_Task to complete_
According to the court order, which properties does SSM Properties, LLC operate? Please list them.

United States District Court, S.D. Mississippi, Northern Division
Apr 12, 2022
598 F. Supp. 3d 478 (S.D. Miss. 2022)

Opinion

CAUSE NO. 3:20-CV-00729-CWR-LGI

2022-04-12

UNITED STATES of America, Plaintiff Arienne Jones, Deric Jones, Herschel Williams, and Tanshenetta Veals, Plaintiff-Intervenors v. SSM PROPERTIES, LLC, Steven Maulding, Sr., James Roe, and Sheila Maulding, Defendants

Max Patrick Lapertosa-Federal Gov., Katherine Raimondo-Federal Gov., U.S. Department of Justice, Washington, DC, Mitzi Dease Paige-Federal Gov., U.S. Attorney's Office, Jackson, MS, for Plaintiff. Cashauna Hill, Pro Hac Vice, New Orleans, LA Peter Theis-Federal Gov., Hill, Pro Hac Vice, New Orleans, LA Joseph Reilly Morse, Biloxi, MS Robert B. McDuff, The Law Office of Robert McDuff, Jackson, MS, for Plaintiff-Intervenors. Deshun T. Martin, Vaterria McQuitter Martin, Martin and Martin, PA, Jackson, MS, Joe S. Deaton, III, Deaton & Berry, PA, Flowood, MS, for Defendants. James Roe, Jackson, MS, Pro Se.


Max Patrick Lapertosa-Federal Gov., Katherine Raimondo-Federal Gov., U.S. Department of Justice, Washington, DC, Mitzi Dease Paige-Federal Gov., U.S. Attorney's Office, Jackson, MS, for Plaintiff.

Cashauna Hill, Pro Hac Vice, New Orleans, LA Peter Theis-Federal Gov., Hill, Pro Hac Vice, New Orleans, LA Joseph Reilly Morse, Biloxi, MS Robert B. McDuff, The Law Office of Robert McDuff, Jackson, MS, for Plaintiff-Intervenors.

Deshun T. Martin, Vaterria McQuitter Martin, Martin and Martin, PA, Jackson, MS, Joe S. Deaton, III, Deaton & Berry, PA, Flowood, MS, for Defendants.

James Roe, Jackson, MS, Pro Se.

ORDER

Carlton W. Reeves, UNITED STATES DISTRICT JUDGE Before the Court is defendants’ Stephen Maulding, Sr. (captioned incorrectly as Steven Maulding, Sr.), Sheila Maulding, and SSM Properties, LLC's motion for summary judgment. Docket No. 73. On review, the motion will be denied.

I. Factual and Procedural History

Defendants Stephen Maulding, Sr. and Sheila Maulding own SSM Properties, LLC, which operates Oak Manor Apartments, Pearl Manor Apartments, and 468 Place Townhomes. The government alleges that the Mauldings, operating through their co-defendant James Roe, violated the Fair Housing Act (FHA). Plaintiff-intervenors Arienne Jones, Deric Jones, Herschel Williams, and Tanshenetta Veals, are all Black testers for the Louisiana Fair Housing Action Center (LaFHAC), and "aggrieved persons" as defined by the FHA.

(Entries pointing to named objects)
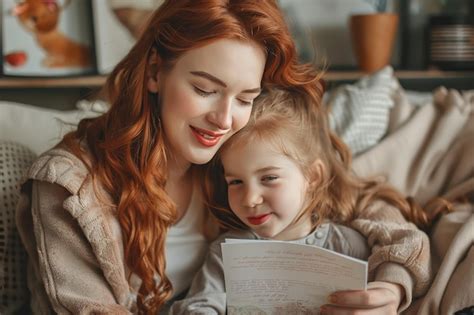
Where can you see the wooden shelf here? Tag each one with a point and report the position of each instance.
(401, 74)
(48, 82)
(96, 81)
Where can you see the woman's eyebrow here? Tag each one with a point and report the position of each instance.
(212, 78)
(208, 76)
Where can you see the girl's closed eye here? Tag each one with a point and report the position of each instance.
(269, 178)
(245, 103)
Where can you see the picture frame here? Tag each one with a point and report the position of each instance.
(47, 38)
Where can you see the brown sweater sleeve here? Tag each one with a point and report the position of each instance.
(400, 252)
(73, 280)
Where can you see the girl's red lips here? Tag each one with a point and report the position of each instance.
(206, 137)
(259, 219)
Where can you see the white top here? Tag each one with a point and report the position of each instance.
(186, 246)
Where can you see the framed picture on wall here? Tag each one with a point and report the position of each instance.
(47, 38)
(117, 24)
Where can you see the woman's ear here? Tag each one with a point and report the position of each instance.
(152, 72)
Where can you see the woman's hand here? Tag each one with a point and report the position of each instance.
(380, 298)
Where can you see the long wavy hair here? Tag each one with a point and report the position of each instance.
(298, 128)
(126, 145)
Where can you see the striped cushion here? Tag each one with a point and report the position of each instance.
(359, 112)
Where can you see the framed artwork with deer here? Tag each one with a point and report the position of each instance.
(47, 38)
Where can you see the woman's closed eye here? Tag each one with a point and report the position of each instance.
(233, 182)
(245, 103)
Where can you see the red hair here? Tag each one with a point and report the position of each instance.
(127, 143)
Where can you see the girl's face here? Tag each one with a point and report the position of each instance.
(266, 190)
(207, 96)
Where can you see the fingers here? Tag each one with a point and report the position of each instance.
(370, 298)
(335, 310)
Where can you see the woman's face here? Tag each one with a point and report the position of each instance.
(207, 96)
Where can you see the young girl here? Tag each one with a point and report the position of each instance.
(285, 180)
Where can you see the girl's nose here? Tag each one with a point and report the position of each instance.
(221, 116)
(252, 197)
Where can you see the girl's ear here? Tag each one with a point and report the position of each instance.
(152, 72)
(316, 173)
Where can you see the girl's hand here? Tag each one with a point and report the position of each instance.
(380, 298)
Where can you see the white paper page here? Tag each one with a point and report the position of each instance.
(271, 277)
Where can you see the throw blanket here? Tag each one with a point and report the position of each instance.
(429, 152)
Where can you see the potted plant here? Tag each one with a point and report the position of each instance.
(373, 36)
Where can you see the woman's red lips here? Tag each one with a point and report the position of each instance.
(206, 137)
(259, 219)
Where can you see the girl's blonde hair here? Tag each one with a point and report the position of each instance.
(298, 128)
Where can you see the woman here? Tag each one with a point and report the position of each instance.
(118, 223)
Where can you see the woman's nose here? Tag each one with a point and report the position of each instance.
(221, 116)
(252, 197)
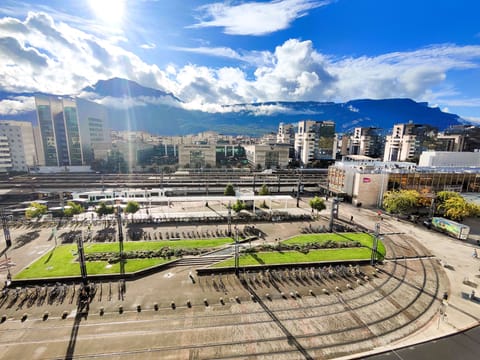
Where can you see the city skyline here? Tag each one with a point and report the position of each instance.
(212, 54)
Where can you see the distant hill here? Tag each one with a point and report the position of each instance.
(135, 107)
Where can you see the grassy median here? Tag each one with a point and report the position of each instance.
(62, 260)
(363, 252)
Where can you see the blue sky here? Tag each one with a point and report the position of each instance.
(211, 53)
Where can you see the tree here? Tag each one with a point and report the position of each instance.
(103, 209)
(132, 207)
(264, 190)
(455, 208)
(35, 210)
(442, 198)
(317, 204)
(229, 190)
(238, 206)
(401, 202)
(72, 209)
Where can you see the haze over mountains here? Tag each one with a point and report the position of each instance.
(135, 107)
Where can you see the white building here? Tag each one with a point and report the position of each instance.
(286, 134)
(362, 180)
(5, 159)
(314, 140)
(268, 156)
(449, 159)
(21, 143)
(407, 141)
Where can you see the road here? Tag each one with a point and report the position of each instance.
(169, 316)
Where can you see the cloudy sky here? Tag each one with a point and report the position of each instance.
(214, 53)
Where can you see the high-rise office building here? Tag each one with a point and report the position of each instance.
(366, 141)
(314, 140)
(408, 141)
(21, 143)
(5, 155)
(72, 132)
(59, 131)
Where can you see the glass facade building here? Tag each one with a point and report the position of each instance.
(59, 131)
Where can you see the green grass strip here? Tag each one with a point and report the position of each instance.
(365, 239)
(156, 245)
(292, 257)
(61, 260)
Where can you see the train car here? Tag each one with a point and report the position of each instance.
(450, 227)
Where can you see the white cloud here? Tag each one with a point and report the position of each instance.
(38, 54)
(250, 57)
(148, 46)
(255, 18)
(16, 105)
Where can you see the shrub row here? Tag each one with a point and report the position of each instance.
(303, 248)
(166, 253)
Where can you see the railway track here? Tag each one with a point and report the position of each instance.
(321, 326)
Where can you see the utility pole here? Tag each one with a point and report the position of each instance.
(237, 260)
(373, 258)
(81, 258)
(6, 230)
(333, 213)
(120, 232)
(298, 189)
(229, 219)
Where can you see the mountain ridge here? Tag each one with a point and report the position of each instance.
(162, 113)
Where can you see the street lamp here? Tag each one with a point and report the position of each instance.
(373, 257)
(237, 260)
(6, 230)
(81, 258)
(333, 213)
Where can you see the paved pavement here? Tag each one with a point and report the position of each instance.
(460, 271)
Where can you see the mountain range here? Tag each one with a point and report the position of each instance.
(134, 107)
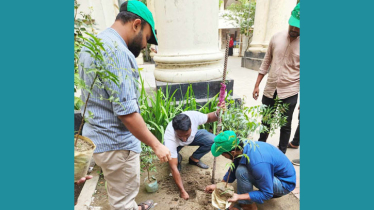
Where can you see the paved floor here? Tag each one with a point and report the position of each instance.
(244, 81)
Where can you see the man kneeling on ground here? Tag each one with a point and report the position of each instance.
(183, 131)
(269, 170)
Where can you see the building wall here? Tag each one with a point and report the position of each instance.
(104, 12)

* * *

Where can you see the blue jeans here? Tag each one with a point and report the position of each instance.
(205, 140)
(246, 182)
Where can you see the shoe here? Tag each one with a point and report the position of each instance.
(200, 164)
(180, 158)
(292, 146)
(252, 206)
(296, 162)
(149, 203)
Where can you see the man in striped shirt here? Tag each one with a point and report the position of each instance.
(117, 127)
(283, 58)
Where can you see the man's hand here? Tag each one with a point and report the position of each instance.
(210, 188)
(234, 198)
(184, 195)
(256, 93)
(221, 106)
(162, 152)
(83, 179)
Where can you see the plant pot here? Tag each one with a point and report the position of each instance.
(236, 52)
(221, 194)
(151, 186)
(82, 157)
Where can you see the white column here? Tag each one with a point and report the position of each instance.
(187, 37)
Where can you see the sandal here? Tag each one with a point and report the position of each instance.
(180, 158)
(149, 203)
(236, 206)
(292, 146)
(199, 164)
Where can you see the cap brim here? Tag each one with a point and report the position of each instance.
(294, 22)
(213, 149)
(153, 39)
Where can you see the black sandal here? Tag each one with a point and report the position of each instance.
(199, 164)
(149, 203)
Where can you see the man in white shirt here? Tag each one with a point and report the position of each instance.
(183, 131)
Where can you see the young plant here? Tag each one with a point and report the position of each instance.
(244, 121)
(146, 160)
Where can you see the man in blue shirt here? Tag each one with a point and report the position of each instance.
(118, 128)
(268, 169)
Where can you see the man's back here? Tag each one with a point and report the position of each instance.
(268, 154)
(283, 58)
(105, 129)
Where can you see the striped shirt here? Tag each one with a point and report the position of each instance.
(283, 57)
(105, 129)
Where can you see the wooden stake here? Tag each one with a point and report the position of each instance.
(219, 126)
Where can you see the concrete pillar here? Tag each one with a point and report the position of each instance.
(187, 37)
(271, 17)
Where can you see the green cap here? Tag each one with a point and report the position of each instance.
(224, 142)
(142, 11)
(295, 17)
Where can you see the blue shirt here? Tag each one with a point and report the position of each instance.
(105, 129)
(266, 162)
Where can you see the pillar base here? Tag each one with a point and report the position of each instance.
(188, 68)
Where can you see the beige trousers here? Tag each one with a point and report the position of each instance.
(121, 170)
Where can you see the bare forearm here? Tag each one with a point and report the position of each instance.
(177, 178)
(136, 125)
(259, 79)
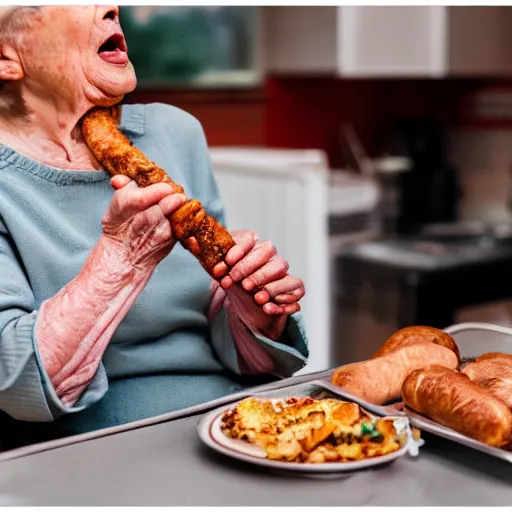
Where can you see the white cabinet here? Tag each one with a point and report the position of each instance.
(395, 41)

_Result of this exercise_
Oak Manor Apartments, Pearl Manor Apartments, and 468 Place Townhomes.